EXERCISE: How many lines in the listing below contain the string "hillside"? Reply with the number alone.

LISTING:
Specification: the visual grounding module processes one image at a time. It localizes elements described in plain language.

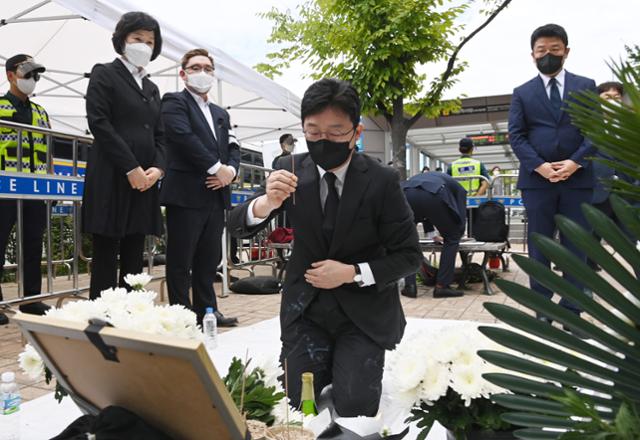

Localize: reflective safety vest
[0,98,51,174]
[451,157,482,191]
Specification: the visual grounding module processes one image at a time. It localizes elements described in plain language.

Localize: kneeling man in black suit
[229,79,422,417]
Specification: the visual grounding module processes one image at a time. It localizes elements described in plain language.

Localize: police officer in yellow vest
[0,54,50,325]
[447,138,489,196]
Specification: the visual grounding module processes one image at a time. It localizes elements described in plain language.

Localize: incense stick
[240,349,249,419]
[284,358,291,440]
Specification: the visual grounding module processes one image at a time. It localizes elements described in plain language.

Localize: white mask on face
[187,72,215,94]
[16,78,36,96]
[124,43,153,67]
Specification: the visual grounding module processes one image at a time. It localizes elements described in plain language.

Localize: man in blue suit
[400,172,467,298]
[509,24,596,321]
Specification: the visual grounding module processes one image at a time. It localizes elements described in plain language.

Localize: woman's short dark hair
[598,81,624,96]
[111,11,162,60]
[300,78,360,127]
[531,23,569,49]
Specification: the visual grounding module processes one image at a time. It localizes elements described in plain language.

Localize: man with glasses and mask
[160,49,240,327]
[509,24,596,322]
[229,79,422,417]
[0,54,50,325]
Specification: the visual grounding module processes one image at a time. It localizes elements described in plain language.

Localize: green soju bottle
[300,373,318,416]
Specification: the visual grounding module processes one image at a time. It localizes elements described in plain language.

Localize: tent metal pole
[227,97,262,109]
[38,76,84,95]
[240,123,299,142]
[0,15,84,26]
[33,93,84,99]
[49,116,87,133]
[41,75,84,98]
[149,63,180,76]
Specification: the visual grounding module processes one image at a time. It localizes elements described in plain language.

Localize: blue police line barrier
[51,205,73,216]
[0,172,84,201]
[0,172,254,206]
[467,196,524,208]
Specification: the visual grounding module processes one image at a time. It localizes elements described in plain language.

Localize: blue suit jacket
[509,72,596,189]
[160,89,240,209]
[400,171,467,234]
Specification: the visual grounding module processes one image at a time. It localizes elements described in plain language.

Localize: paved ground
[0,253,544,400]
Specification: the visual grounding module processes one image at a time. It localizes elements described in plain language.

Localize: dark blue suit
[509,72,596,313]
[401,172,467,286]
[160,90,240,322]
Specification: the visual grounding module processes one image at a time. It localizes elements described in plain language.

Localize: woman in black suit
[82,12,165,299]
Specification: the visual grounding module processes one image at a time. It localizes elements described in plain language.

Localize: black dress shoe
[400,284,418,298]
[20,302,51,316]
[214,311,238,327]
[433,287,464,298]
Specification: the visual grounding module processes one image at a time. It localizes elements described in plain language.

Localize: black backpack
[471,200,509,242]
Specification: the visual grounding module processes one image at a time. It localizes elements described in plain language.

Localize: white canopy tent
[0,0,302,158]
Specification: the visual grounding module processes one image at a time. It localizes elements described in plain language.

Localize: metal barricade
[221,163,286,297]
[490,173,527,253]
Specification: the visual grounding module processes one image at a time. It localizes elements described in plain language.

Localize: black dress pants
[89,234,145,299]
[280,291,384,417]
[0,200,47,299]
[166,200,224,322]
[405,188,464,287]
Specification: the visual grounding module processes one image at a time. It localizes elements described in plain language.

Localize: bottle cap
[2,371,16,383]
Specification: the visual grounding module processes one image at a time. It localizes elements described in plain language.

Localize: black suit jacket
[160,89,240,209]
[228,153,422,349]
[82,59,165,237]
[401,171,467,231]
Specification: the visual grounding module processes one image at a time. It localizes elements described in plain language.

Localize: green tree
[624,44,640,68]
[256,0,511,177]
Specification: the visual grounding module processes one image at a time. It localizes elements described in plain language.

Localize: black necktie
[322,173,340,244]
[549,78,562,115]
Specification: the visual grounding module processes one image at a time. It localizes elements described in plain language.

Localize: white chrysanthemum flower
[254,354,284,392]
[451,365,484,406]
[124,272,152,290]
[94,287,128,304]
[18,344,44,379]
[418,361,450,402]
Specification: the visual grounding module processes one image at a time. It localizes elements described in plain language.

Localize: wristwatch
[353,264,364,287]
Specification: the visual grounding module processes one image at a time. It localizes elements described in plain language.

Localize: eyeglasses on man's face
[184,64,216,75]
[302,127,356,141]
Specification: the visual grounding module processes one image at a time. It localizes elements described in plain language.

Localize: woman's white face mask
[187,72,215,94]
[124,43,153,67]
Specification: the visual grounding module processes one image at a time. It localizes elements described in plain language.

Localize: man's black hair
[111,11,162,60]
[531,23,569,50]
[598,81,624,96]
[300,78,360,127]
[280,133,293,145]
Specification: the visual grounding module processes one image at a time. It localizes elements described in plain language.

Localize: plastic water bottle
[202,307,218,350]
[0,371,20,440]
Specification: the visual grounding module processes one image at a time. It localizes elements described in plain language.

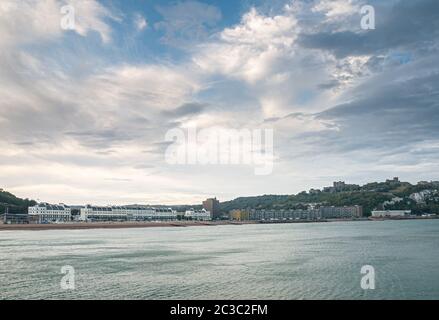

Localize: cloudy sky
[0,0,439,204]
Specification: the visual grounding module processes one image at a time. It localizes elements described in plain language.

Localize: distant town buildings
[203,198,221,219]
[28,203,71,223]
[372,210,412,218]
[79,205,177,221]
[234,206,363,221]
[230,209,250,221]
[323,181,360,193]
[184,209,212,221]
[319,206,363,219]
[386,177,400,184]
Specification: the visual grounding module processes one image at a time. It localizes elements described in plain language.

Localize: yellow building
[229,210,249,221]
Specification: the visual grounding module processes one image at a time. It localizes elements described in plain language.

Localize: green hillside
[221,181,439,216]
--
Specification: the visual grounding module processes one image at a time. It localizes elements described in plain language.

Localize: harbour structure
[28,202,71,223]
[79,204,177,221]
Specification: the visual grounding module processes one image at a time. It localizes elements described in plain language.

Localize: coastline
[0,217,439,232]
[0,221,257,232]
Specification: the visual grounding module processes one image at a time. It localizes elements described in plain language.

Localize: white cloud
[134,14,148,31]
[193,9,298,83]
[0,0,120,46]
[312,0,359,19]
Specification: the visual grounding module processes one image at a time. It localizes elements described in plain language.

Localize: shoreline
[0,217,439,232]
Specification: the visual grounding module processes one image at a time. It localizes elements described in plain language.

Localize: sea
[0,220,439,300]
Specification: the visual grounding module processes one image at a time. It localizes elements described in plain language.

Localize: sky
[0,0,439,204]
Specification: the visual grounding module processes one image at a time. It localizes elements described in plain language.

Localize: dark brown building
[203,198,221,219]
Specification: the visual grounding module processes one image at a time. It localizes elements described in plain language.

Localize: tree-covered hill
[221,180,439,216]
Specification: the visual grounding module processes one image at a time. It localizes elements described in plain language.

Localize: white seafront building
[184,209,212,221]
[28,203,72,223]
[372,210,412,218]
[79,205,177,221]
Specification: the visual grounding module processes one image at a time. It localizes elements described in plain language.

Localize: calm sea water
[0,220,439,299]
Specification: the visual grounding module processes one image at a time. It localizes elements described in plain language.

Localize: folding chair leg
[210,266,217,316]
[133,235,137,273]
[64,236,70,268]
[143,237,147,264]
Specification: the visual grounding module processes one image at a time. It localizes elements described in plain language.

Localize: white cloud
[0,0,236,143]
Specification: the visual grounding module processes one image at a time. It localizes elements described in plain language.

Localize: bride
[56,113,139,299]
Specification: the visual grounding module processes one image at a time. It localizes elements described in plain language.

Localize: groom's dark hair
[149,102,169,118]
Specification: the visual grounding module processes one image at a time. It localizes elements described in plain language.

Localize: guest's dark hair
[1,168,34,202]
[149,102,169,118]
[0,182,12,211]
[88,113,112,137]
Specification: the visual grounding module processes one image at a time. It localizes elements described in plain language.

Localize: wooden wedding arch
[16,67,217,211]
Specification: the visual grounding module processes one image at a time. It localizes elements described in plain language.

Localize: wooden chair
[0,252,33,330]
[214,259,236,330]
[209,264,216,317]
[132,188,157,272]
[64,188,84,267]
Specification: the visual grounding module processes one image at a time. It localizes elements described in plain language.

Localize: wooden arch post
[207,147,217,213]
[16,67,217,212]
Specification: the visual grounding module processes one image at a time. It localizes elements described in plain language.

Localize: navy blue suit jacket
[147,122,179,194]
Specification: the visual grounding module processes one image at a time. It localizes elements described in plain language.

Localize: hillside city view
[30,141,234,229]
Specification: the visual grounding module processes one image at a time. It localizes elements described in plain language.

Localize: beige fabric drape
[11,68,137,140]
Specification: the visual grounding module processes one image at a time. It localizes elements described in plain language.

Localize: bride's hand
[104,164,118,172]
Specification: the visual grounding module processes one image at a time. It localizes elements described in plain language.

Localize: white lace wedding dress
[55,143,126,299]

REPLY: 2